**INSTRUCTIONS TO FOLLOW**
Wherever a line below holds the word "person", copy that line.

**EXERCISE INPUT**
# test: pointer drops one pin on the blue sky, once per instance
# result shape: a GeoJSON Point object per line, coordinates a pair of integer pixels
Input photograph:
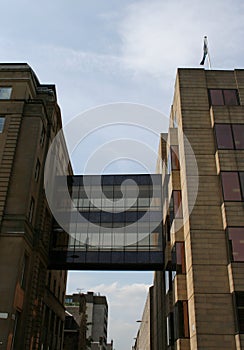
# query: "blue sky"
{"type": "Point", "coordinates": [103, 51]}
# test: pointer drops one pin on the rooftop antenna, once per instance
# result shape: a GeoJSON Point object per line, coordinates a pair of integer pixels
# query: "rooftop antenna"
{"type": "Point", "coordinates": [206, 53]}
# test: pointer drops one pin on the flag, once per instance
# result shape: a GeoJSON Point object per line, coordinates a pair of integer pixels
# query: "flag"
{"type": "Point", "coordinates": [205, 50]}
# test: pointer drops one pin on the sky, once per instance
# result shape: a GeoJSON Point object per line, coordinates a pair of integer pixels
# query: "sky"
{"type": "Point", "coordinates": [98, 52]}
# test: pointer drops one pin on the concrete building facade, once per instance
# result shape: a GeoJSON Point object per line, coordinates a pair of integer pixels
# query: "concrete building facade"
{"type": "Point", "coordinates": [90, 310]}
{"type": "Point", "coordinates": [31, 302]}
{"type": "Point", "coordinates": [203, 213]}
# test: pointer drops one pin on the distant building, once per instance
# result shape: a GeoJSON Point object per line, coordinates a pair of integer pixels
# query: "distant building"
{"type": "Point", "coordinates": [31, 296]}
{"type": "Point", "coordinates": [144, 339]}
{"type": "Point", "coordinates": [202, 299]}
{"type": "Point", "coordinates": [90, 311]}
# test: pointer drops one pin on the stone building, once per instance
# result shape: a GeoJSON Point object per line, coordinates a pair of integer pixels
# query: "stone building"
{"type": "Point", "coordinates": [31, 302]}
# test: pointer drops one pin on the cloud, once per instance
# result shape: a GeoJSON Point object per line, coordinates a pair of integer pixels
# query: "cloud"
{"type": "Point", "coordinates": [126, 295]}
{"type": "Point", "coordinates": [158, 36]}
{"type": "Point", "coordinates": [126, 305]}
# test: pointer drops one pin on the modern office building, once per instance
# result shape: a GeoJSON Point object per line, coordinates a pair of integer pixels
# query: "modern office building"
{"type": "Point", "coordinates": [203, 213]}
{"type": "Point", "coordinates": [31, 296]}
{"type": "Point", "coordinates": [75, 327]}
{"type": "Point", "coordinates": [114, 223]}
{"type": "Point", "coordinates": [144, 337]}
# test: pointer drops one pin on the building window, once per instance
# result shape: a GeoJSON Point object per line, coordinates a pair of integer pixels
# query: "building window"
{"type": "Point", "coordinates": [239, 302]}
{"type": "Point", "coordinates": [229, 136]}
{"type": "Point", "coordinates": [2, 122]}
{"type": "Point", "coordinates": [16, 323]}
{"type": "Point", "coordinates": [231, 185]}
{"type": "Point", "coordinates": [224, 136]}
{"type": "Point", "coordinates": [223, 97]}
{"type": "Point", "coordinates": [236, 240]}
{"type": "Point", "coordinates": [175, 164]}
{"type": "Point", "coordinates": [181, 321]}
{"type": "Point", "coordinates": [42, 138]}
{"type": "Point", "coordinates": [54, 287]}
{"type": "Point", "coordinates": [24, 270]}
{"type": "Point", "coordinates": [167, 281]}
{"type": "Point", "coordinates": [177, 204]}
{"type": "Point", "coordinates": [49, 280]}
{"type": "Point", "coordinates": [31, 211]}
{"type": "Point", "coordinates": [170, 329]}
{"type": "Point", "coordinates": [238, 133]}
{"type": "Point", "coordinates": [175, 207]}
{"type": "Point", "coordinates": [5, 93]}
{"type": "Point", "coordinates": [37, 170]}
{"type": "Point", "coordinates": [178, 257]}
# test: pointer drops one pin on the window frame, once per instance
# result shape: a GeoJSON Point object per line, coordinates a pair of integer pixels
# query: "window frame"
{"type": "Point", "coordinates": [31, 210]}
{"type": "Point", "coordinates": [230, 244]}
{"type": "Point", "coordinates": [240, 186]}
{"type": "Point", "coordinates": [224, 98]}
{"type": "Point", "coordinates": [181, 320]}
{"type": "Point", "coordinates": [236, 296]}
{"type": "Point", "coordinates": [2, 123]}
{"type": "Point", "coordinates": [37, 170]}
{"type": "Point", "coordinates": [232, 134]}
{"type": "Point", "coordinates": [7, 88]}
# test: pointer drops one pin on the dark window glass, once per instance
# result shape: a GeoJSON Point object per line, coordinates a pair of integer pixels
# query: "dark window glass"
{"type": "Point", "coordinates": [231, 186]}
{"type": "Point", "coordinates": [167, 281]}
{"type": "Point", "coordinates": [239, 298]}
{"type": "Point", "coordinates": [238, 132]}
{"type": "Point", "coordinates": [216, 97]}
{"type": "Point", "coordinates": [170, 329]}
{"type": "Point", "coordinates": [42, 138]}
{"type": "Point", "coordinates": [224, 136]}
{"type": "Point", "coordinates": [236, 237]}
{"type": "Point", "coordinates": [2, 121]}
{"type": "Point", "coordinates": [175, 158]}
{"type": "Point", "coordinates": [31, 211]}
{"type": "Point", "coordinates": [37, 170]}
{"type": "Point", "coordinates": [5, 93]}
{"type": "Point", "coordinates": [241, 174]}
{"type": "Point", "coordinates": [167, 229]}
{"type": "Point", "coordinates": [230, 97]}
{"type": "Point", "coordinates": [181, 322]}
{"type": "Point", "coordinates": [169, 165]}
{"type": "Point", "coordinates": [178, 257]}
{"type": "Point", "coordinates": [177, 204]}
{"type": "Point", "coordinates": [24, 270]}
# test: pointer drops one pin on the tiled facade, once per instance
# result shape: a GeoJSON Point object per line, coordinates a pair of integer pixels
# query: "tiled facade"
{"type": "Point", "coordinates": [31, 296]}
{"type": "Point", "coordinates": [203, 212]}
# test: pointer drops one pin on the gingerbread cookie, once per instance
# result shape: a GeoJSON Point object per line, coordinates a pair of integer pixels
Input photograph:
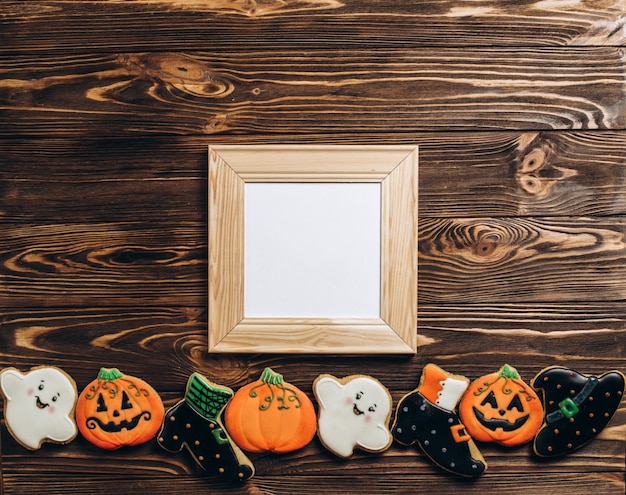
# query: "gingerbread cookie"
{"type": "Point", "coordinates": [577, 408]}
{"type": "Point", "coordinates": [354, 413]}
{"type": "Point", "coordinates": [39, 405]}
{"type": "Point", "coordinates": [117, 410]}
{"type": "Point", "coordinates": [501, 408]}
{"type": "Point", "coordinates": [194, 424]}
{"type": "Point", "coordinates": [270, 415]}
{"type": "Point", "coordinates": [427, 416]}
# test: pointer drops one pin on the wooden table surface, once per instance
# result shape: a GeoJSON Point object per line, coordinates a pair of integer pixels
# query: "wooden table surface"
{"type": "Point", "coordinates": [106, 112]}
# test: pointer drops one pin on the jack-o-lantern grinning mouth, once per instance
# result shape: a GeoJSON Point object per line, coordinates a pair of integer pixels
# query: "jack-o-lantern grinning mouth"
{"type": "Point", "coordinates": [494, 424]}
{"type": "Point", "coordinates": [111, 427]}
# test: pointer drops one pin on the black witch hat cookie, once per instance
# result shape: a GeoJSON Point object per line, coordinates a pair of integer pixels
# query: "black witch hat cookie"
{"type": "Point", "coordinates": [194, 423]}
{"type": "Point", "coordinates": [427, 416]}
{"type": "Point", "coordinates": [577, 408]}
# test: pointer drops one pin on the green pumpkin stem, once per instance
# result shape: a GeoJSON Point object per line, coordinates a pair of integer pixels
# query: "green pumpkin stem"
{"type": "Point", "coordinates": [109, 374]}
{"type": "Point", "coordinates": [509, 372]}
{"type": "Point", "coordinates": [270, 377]}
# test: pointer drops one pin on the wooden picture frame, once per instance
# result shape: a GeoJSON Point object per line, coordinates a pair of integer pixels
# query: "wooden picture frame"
{"type": "Point", "coordinates": [395, 168]}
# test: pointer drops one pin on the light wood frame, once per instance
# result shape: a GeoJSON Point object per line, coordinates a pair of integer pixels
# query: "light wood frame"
{"type": "Point", "coordinates": [394, 167]}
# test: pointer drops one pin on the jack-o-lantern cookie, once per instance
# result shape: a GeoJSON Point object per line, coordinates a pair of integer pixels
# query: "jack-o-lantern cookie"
{"type": "Point", "coordinates": [194, 423]}
{"type": "Point", "coordinates": [39, 405]}
{"type": "Point", "coordinates": [427, 416]}
{"type": "Point", "coordinates": [117, 410]}
{"type": "Point", "coordinates": [501, 408]}
{"type": "Point", "coordinates": [270, 415]}
{"type": "Point", "coordinates": [354, 413]}
{"type": "Point", "coordinates": [577, 408]}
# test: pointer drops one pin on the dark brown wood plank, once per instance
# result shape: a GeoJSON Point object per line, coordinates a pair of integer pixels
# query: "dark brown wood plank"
{"type": "Point", "coordinates": [460, 260]}
{"type": "Point", "coordinates": [313, 92]}
{"type": "Point", "coordinates": [539, 259]}
{"type": "Point", "coordinates": [149, 25]}
{"type": "Point", "coordinates": [536, 483]}
{"type": "Point", "coordinates": [104, 264]}
{"type": "Point", "coordinates": [165, 346]}
{"type": "Point", "coordinates": [464, 174]}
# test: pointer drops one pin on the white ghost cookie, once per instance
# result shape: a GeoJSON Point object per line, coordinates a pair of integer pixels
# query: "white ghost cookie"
{"type": "Point", "coordinates": [354, 413]}
{"type": "Point", "coordinates": [39, 405]}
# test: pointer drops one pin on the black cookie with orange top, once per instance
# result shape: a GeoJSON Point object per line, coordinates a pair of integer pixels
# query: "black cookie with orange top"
{"type": "Point", "coordinates": [577, 408]}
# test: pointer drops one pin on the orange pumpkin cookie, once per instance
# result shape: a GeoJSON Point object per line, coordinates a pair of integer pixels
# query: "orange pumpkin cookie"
{"type": "Point", "coordinates": [501, 408]}
{"type": "Point", "coordinates": [270, 415]}
{"type": "Point", "coordinates": [117, 410]}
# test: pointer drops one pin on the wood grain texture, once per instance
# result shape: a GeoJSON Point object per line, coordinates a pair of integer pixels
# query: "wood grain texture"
{"type": "Point", "coordinates": [317, 91]}
{"type": "Point", "coordinates": [395, 168]}
{"type": "Point", "coordinates": [106, 111]}
{"type": "Point", "coordinates": [248, 25]}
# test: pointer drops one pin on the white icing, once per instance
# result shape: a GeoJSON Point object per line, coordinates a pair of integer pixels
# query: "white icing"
{"type": "Point", "coordinates": [39, 405]}
{"type": "Point", "coordinates": [451, 392]}
{"type": "Point", "coordinates": [353, 414]}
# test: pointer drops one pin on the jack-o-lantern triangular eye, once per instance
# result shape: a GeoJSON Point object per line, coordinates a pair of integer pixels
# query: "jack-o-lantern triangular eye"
{"type": "Point", "coordinates": [516, 403]}
{"type": "Point", "coordinates": [126, 404]}
{"type": "Point", "coordinates": [491, 400]}
{"type": "Point", "coordinates": [102, 407]}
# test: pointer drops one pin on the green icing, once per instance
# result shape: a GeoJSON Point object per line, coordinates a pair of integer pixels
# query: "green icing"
{"type": "Point", "coordinates": [206, 398]}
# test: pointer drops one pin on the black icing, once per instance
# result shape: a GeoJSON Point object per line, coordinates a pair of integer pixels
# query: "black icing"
{"type": "Point", "coordinates": [566, 434]}
{"type": "Point", "coordinates": [503, 424]}
{"type": "Point", "coordinates": [419, 420]}
{"type": "Point", "coordinates": [207, 441]}
{"type": "Point", "coordinates": [111, 427]}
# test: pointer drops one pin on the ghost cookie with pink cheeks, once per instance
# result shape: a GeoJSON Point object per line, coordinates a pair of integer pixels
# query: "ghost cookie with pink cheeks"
{"type": "Point", "coordinates": [354, 413]}
{"type": "Point", "coordinates": [39, 405]}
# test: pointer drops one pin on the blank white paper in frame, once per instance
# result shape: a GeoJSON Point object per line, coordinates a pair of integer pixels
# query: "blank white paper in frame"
{"type": "Point", "coordinates": [373, 299]}
{"type": "Point", "coordinates": [312, 250]}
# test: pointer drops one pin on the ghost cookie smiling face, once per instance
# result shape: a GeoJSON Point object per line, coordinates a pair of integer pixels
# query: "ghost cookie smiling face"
{"type": "Point", "coordinates": [39, 405]}
{"type": "Point", "coordinates": [354, 413]}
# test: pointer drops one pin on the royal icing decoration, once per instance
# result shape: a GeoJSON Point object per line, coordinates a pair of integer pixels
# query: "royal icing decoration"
{"type": "Point", "coordinates": [39, 405]}
{"type": "Point", "coordinates": [427, 416]}
{"type": "Point", "coordinates": [354, 413]}
{"type": "Point", "coordinates": [194, 424]}
{"type": "Point", "coordinates": [577, 408]}
{"type": "Point", "coordinates": [501, 408]}
{"type": "Point", "coordinates": [117, 410]}
{"type": "Point", "coordinates": [270, 415]}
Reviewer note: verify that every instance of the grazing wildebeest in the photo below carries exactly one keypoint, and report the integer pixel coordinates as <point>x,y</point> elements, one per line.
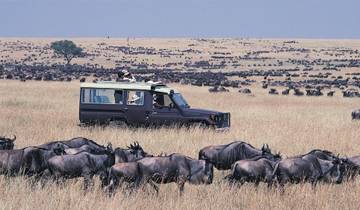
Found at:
<point>89,149</point>
<point>285,92</point>
<point>82,164</point>
<point>7,143</point>
<point>75,143</point>
<point>165,169</point>
<point>223,156</point>
<point>132,153</point>
<point>273,91</point>
<point>330,93</point>
<point>308,168</point>
<point>29,161</point>
<point>355,115</point>
<point>253,170</point>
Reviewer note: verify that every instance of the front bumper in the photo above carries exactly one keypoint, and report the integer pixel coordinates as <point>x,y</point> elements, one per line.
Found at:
<point>222,121</point>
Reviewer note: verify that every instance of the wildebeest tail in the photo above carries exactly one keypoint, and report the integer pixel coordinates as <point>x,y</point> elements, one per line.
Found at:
<point>275,171</point>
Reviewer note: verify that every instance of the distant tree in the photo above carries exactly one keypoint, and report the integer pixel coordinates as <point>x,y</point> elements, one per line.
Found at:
<point>66,48</point>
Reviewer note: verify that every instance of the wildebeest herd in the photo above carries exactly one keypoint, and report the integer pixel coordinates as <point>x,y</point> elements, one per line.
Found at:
<point>133,167</point>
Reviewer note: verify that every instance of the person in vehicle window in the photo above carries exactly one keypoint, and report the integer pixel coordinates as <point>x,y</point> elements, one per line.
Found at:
<point>118,95</point>
<point>135,100</point>
<point>158,101</point>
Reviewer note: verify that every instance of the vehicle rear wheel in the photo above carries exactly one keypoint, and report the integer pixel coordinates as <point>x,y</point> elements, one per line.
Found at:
<point>201,125</point>
<point>118,124</point>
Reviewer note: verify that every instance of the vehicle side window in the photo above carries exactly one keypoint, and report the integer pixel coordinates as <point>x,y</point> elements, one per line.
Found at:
<point>161,100</point>
<point>101,96</point>
<point>135,98</point>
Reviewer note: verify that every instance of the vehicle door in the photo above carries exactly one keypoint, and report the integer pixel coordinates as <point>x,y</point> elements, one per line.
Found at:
<point>101,105</point>
<point>164,111</point>
<point>137,106</point>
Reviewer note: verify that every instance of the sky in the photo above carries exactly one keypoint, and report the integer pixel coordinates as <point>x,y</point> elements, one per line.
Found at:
<point>331,19</point>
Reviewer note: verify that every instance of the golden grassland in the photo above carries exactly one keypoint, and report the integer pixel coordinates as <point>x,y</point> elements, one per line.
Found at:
<point>39,112</point>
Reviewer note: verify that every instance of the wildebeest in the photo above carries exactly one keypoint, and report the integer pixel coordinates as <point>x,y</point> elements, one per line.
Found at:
<point>132,153</point>
<point>74,143</point>
<point>253,170</point>
<point>285,92</point>
<point>82,164</point>
<point>223,156</point>
<point>308,168</point>
<point>7,143</point>
<point>165,169</point>
<point>29,161</point>
<point>355,115</point>
<point>89,149</point>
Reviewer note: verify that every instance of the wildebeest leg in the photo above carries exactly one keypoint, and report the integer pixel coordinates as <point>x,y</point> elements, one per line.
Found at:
<point>110,189</point>
<point>257,182</point>
<point>87,181</point>
<point>154,186</point>
<point>313,182</point>
<point>181,185</point>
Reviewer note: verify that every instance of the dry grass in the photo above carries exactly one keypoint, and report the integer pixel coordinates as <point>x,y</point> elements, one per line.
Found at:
<point>38,112</point>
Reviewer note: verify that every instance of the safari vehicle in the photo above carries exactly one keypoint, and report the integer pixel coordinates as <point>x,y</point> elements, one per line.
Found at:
<point>142,104</point>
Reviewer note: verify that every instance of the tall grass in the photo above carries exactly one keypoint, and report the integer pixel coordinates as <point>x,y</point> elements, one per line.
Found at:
<point>38,112</point>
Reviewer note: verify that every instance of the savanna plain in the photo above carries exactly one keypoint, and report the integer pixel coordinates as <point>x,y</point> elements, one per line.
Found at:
<point>38,112</point>
<point>42,111</point>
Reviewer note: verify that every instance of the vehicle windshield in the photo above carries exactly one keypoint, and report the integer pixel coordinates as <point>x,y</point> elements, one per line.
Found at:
<point>180,101</point>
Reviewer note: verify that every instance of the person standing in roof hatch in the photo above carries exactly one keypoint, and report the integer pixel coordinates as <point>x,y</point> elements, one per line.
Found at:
<point>126,76</point>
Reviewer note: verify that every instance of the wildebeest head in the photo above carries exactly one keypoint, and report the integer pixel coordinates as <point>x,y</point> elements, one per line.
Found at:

**EXERCISE RESPONSE**
Reviewer note: verify that every instance of the person in vehicle window in the photo above carries exactly one keypoint, and report the integer pixel coordinates as <point>x,y</point> elements, one per line.
Reviewer note: verify that every instance of the person standing in roof hatch in the photo above carries exactly one keypoint, and report the integer pixel coordinates as <point>x,y</point> elements, one per line.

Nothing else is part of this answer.